▸ JOB
Convert the entries below into a two-column CSV with the headers "prompt" and "response", one row per entry, starting at the line containing "Where can the number" and ending at the line containing "(1155, 797)", both lines included. Wrap each field in quotes, replace line breaks with spaces, and leave the pictures out.

________

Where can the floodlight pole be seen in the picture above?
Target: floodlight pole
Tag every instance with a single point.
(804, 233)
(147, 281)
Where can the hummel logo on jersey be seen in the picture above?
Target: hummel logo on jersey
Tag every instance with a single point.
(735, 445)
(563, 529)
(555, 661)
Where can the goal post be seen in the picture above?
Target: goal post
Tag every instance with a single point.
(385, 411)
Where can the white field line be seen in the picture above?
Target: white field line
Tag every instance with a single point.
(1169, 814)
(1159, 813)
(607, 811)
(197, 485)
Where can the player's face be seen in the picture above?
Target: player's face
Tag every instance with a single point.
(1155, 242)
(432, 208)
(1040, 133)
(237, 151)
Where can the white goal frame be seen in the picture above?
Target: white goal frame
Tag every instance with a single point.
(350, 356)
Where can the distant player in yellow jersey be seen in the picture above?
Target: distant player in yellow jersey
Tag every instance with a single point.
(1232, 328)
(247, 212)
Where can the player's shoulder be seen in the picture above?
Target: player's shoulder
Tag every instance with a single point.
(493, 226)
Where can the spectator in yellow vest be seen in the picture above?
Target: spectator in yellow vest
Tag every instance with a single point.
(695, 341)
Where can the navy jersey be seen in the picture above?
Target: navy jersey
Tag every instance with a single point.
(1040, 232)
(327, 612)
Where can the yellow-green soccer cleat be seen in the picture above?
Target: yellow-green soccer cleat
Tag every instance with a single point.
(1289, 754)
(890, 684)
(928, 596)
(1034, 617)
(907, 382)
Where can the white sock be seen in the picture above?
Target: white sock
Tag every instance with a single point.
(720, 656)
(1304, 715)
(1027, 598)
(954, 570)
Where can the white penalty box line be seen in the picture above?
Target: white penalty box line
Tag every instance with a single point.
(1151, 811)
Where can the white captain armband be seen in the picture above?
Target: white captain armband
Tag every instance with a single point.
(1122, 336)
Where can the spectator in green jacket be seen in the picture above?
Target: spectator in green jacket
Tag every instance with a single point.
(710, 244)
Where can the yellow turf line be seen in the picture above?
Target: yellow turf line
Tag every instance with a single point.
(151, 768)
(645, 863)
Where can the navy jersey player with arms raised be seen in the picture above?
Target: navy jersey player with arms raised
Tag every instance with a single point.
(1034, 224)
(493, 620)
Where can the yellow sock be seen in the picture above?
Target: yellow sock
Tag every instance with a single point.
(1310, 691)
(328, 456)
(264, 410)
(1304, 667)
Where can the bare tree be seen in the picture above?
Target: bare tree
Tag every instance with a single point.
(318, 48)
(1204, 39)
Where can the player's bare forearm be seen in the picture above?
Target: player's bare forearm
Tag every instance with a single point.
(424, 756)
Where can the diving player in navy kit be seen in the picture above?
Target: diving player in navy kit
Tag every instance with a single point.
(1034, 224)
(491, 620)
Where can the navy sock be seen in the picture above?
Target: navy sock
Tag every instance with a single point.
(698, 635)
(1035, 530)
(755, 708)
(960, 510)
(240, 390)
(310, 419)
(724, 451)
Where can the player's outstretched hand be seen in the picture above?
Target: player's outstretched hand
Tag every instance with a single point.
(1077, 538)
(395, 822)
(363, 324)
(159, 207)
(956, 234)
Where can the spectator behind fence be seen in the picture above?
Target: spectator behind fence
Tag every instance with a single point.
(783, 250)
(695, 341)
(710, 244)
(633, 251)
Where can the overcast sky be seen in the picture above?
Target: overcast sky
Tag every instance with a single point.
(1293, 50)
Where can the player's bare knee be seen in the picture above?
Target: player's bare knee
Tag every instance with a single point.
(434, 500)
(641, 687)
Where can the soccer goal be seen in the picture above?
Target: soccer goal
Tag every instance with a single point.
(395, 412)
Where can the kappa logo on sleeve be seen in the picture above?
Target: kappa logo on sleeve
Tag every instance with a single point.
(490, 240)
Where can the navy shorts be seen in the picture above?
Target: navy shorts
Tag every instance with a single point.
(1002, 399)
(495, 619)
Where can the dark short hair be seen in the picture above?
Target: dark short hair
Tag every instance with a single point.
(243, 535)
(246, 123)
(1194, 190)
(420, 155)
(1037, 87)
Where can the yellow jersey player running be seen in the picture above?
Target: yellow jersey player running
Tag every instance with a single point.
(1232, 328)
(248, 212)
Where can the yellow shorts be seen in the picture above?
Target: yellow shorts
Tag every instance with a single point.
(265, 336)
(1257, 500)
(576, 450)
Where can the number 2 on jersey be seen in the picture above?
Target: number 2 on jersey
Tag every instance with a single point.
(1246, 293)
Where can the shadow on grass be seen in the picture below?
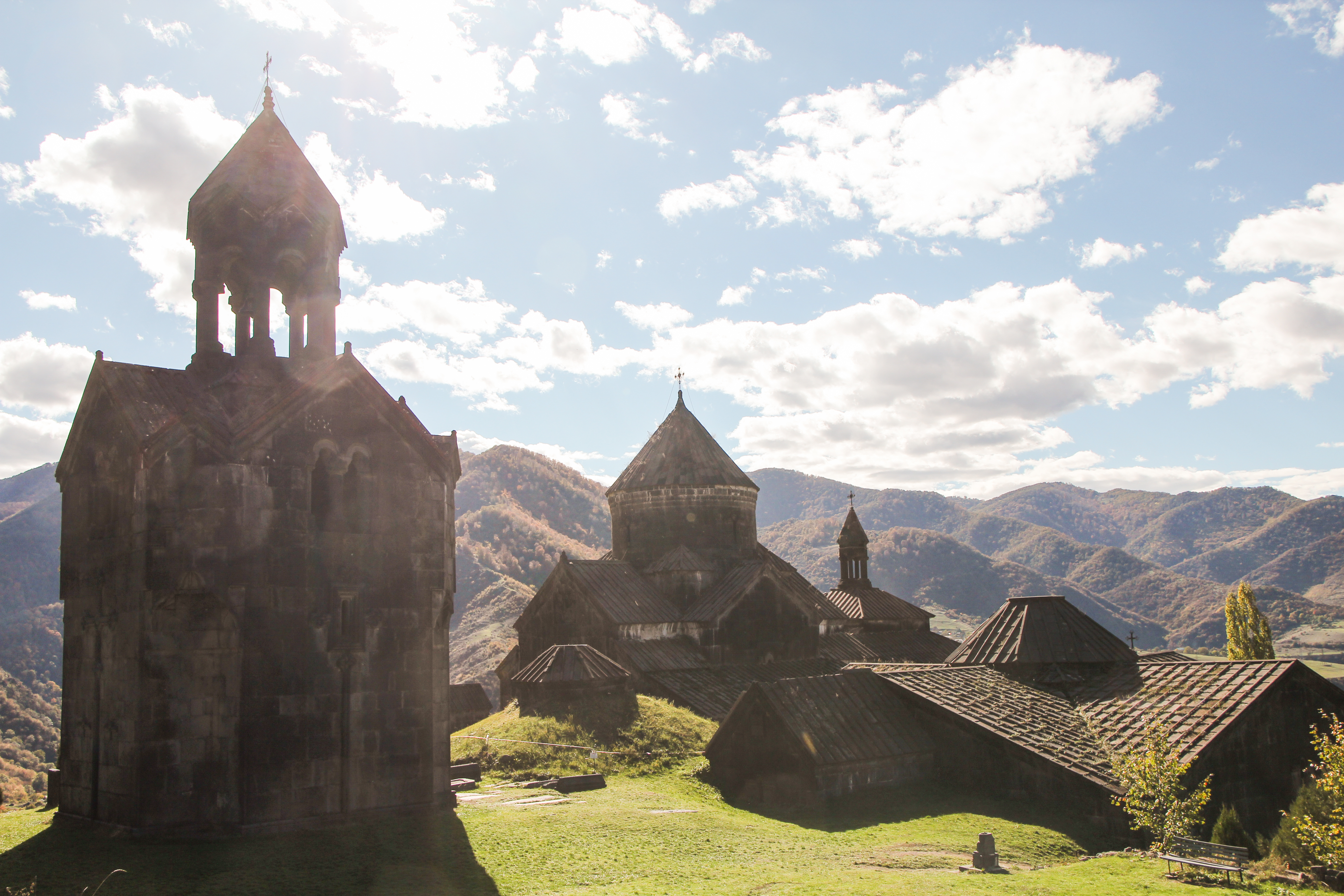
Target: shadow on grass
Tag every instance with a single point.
(410, 855)
(911, 804)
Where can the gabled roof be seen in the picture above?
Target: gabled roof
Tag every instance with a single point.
(681, 559)
(861, 602)
(849, 717)
(711, 691)
(1038, 720)
(264, 177)
(729, 590)
(664, 653)
(572, 664)
(159, 406)
(1195, 701)
(853, 534)
(681, 452)
(1041, 629)
(886, 647)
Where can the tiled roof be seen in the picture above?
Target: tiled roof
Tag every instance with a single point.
(853, 534)
(890, 647)
(620, 592)
(1164, 656)
(1041, 631)
(681, 452)
(681, 559)
(859, 602)
(264, 177)
(849, 717)
(713, 690)
(1195, 701)
(666, 653)
(744, 577)
(1031, 718)
(570, 663)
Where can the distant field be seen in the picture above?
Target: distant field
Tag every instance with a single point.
(620, 840)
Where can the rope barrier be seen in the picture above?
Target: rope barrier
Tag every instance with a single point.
(592, 750)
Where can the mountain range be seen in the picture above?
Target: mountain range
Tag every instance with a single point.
(1148, 563)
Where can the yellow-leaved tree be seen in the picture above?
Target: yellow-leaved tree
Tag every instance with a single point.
(1156, 797)
(1326, 839)
(1249, 636)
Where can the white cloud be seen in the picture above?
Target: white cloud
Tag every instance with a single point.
(736, 45)
(1322, 19)
(46, 300)
(659, 318)
(1198, 285)
(476, 443)
(978, 159)
(621, 113)
(135, 175)
(523, 74)
(1311, 236)
(320, 68)
(736, 295)
(732, 191)
(857, 249)
(6, 112)
(292, 15)
(169, 33)
(27, 444)
(375, 209)
(1100, 253)
(441, 79)
(455, 311)
(46, 378)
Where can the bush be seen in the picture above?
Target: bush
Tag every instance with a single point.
(1229, 831)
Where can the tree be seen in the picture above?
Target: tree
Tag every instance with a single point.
(1326, 839)
(1249, 636)
(1155, 797)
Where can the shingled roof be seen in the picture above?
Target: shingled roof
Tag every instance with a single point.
(870, 604)
(572, 664)
(711, 691)
(842, 718)
(886, 647)
(681, 452)
(1041, 631)
(265, 177)
(743, 578)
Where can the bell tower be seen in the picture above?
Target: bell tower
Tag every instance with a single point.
(264, 221)
(854, 551)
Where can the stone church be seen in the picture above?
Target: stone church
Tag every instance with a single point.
(257, 551)
(693, 605)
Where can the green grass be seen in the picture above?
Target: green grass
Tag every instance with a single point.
(607, 842)
(651, 734)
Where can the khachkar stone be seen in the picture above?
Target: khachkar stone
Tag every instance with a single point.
(257, 551)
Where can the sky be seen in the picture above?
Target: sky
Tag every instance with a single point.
(959, 246)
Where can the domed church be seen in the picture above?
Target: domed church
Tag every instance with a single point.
(693, 605)
(257, 551)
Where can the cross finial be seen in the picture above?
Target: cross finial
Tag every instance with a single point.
(268, 101)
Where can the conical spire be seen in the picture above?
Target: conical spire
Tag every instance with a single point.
(853, 534)
(681, 452)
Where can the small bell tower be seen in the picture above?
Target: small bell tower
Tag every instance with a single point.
(263, 221)
(854, 551)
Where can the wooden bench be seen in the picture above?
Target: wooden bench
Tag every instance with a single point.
(1185, 851)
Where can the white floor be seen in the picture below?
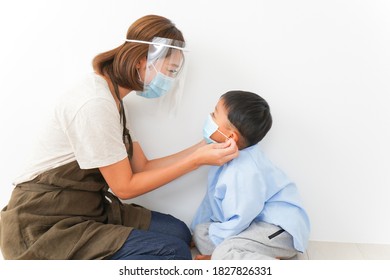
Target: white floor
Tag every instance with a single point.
(340, 251)
(345, 251)
(319, 250)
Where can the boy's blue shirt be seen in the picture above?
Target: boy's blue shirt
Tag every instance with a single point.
(251, 188)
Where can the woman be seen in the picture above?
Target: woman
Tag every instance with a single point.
(66, 205)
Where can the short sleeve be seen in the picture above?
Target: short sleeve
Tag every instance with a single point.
(95, 134)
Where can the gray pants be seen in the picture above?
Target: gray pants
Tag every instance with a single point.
(260, 241)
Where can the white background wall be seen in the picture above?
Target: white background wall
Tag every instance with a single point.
(324, 67)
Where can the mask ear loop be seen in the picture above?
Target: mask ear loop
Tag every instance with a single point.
(126, 137)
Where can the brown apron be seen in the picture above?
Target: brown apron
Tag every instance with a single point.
(67, 213)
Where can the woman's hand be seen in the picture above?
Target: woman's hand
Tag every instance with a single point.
(217, 154)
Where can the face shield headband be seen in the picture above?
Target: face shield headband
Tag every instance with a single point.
(164, 66)
(164, 75)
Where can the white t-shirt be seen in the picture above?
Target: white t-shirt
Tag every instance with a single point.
(84, 126)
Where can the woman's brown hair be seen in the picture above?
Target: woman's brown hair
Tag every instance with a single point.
(120, 63)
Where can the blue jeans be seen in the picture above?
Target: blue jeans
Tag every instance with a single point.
(167, 238)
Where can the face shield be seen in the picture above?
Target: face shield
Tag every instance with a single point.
(164, 73)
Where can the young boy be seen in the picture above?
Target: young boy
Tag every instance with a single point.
(251, 209)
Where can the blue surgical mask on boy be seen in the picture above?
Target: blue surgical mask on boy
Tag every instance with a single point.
(158, 87)
(209, 128)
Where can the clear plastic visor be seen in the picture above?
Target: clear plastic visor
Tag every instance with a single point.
(164, 74)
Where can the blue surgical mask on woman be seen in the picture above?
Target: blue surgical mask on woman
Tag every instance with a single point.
(158, 87)
(209, 128)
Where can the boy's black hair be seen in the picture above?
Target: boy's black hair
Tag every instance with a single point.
(249, 113)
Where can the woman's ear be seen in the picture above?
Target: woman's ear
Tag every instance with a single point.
(142, 63)
(235, 136)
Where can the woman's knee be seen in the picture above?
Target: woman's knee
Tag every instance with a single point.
(169, 225)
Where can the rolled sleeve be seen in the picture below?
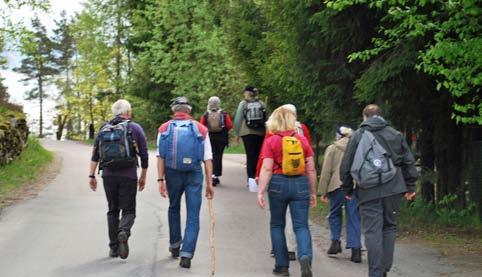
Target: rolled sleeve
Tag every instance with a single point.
(208, 150)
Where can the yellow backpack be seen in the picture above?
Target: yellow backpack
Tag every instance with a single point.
(293, 156)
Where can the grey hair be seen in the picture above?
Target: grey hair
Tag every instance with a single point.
(290, 107)
(121, 107)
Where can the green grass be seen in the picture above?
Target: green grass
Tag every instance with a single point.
(25, 168)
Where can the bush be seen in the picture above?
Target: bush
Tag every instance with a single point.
(444, 213)
(13, 134)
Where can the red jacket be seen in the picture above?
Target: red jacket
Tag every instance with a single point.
(306, 134)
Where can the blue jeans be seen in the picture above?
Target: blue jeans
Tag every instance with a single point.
(178, 183)
(335, 218)
(294, 192)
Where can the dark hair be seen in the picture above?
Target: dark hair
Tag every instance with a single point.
(371, 110)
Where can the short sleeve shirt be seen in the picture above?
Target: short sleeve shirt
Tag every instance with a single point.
(272, 149)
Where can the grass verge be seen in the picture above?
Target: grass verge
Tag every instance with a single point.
(26, 168)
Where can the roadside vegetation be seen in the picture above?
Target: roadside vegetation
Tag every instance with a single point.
(26, 168)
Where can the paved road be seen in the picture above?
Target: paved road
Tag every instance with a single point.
(63, 232)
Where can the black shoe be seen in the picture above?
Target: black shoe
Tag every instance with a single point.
(291, 255)
(185, 262)
(305, 264)
(335, 247)
(174, 252)
(123, 246)
(114, 252)
(356, 255)
(281, 271)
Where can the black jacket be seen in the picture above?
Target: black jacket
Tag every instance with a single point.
(394, 142)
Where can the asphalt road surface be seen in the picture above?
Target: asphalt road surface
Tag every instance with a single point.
(63, 232)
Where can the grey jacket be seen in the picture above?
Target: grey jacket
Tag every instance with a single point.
(394, 142)
(240, 126)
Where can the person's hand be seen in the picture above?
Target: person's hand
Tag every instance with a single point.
(324, 198)
(410, 196)
(93, 184)
(261, 201)
(313, 200)
(209, 191)
(141, 183)
(162, 189)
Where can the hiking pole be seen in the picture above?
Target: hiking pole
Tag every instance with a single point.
(211, 236)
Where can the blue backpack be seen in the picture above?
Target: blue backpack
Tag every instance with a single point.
(182, 146)
(116, 146)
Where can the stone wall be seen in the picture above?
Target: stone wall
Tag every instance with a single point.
(13, 135)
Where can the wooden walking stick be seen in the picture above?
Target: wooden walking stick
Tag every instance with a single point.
(211, 236)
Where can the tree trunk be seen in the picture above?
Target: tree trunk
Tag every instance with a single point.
(118, 50)
(450, 152)
(41, 98)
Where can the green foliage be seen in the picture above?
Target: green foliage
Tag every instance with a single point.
(187, 52)
(445, 213)
(26, 168)
(450, 51)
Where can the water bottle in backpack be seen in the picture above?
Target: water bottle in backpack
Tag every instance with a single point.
(254, 114)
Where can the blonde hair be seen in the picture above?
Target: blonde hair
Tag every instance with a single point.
(121, 107)
(281, 120)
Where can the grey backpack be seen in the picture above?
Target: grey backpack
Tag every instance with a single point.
(372, 165)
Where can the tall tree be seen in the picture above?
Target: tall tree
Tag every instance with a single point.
(64, 52)
(37, 64)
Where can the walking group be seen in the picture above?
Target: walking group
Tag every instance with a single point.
(367, 172)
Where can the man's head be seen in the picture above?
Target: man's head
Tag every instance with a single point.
(371, 111)
(181, 105)
(122, 108)
(250, 92)
(214, 103)
(290, 107)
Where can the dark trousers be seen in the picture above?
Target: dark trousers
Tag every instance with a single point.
(252, 146)
(379, 224)
(218, 143)
(121, 195)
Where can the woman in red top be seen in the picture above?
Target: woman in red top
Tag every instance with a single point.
(301, 129)
(218, 123)
(297, 192)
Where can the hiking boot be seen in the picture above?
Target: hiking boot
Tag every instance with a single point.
(114, 252)
(174, 252)
(335, 247)
(281, 271)
(292, 255)
(185, 262)
(356, 255)
(123, 246)
(305, 264)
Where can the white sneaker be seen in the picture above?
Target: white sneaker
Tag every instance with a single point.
(253, 185)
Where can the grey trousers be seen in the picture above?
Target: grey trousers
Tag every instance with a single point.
(379, 224)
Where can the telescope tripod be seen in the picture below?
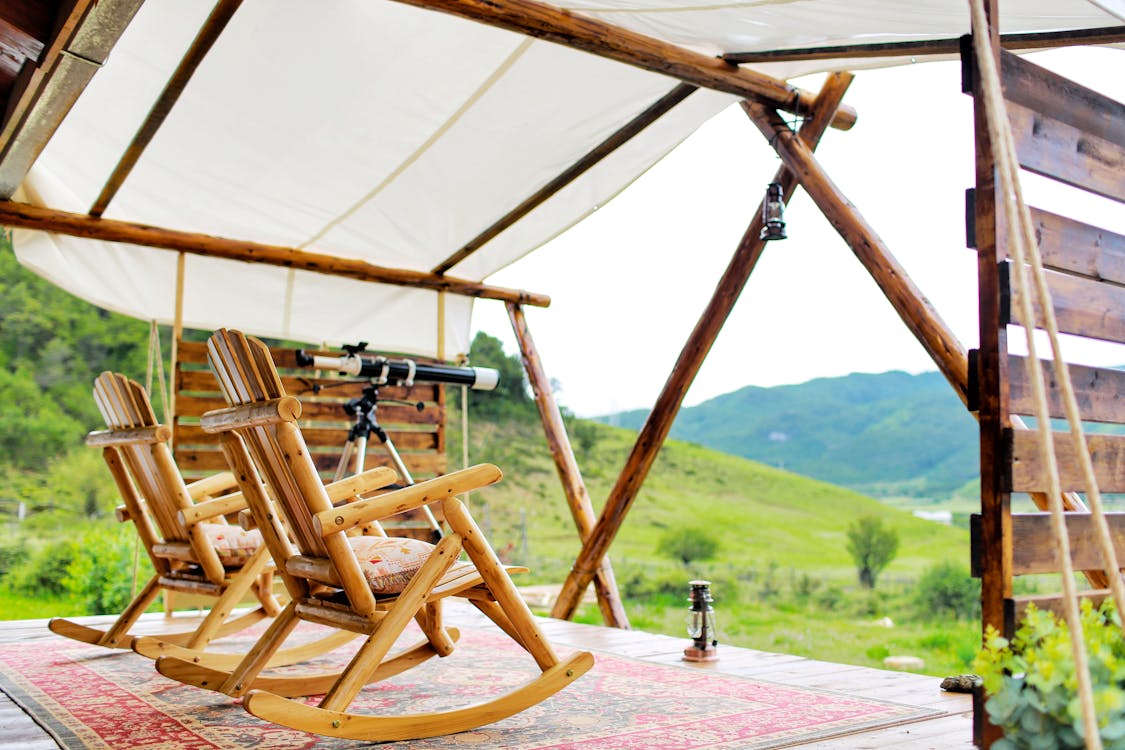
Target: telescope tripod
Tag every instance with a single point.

________

▸ TASK RESULT
prompt,response
"Where can the number 2 on jersey be seen in the picture above? Target: number 2 on jersey Tag every instance with a single point.","(1246, 293)"
"Where can the shadow on grass be seen in the picture below? Target: shadow on grass Tag every instance with a single point.","(410, 855) (911, 804)"
"Where can the gabled roof be seen in the picture above? Target: gabled roof Tag every instance with a single point.","(681, 559) (861, 602) (849, 717) (711, 691) (1038, 720) (264, 177) (729, 590) (664, 653) (572, 664) (159, 406) (1195, 701) (853, 534) (681, 452) (1041, 629) (886, 647)"
"Where can the tiled roof be seen in the picture above? Target: tiled roof Tag every instance with a single point.","(853, 534) (890, 647) (620, 592) (1164, 656) (1041, 631) (681, 452) (681, 559) (859, 602) (264, 177) (849, 717) (713, 690) (1195, 701) (666, 653) (744, 577) (1031, 718) (570, 663)"
"Where can the distant field be seen in the picture above? Target: distant field Tag every instance with a single point.","(620, 840)"
"Where can the rope barrier be seen in the picture above? Target: rope barrier Tag every instance with a single point.","(592, 750)"
"Where can the mountain range be seen in the picture above? Target: mountain range Tag every instance with a single point.","(1148, 563)"
"Where can the yellow-leaved tree be seen in the picture above? Target: yellow-leaved tree Tag every instance with a single point.","(1156, 797) (1326, 839) (1249, 636)"
"Where can the white cloud be seen in the picture above? Target: white cloud Tag every instance with a single point.","(736, 45) (1322, 19) (46, 300) (659, 318) (1198, 285) (476, 443) (978, 159) (621, 113) (135, 175) (523, 74) (1311, 236) (320, 68) (736, 295) (732, 191) (857, 249) (6, 112) (292, 15) (169, 33) (27, 444) (375, 209) (1100, 253) (441, 79) (455, 311) (46, 378)"
"Where can the bush be seen in the picture above? Target: bush Tag every instance with a single point.","(1229, 831)"
"Where can the tree be seen in the picture above? Target: tree Tag every instance with a single point.","(1326, 839) (1249, 636) (1155, 797)"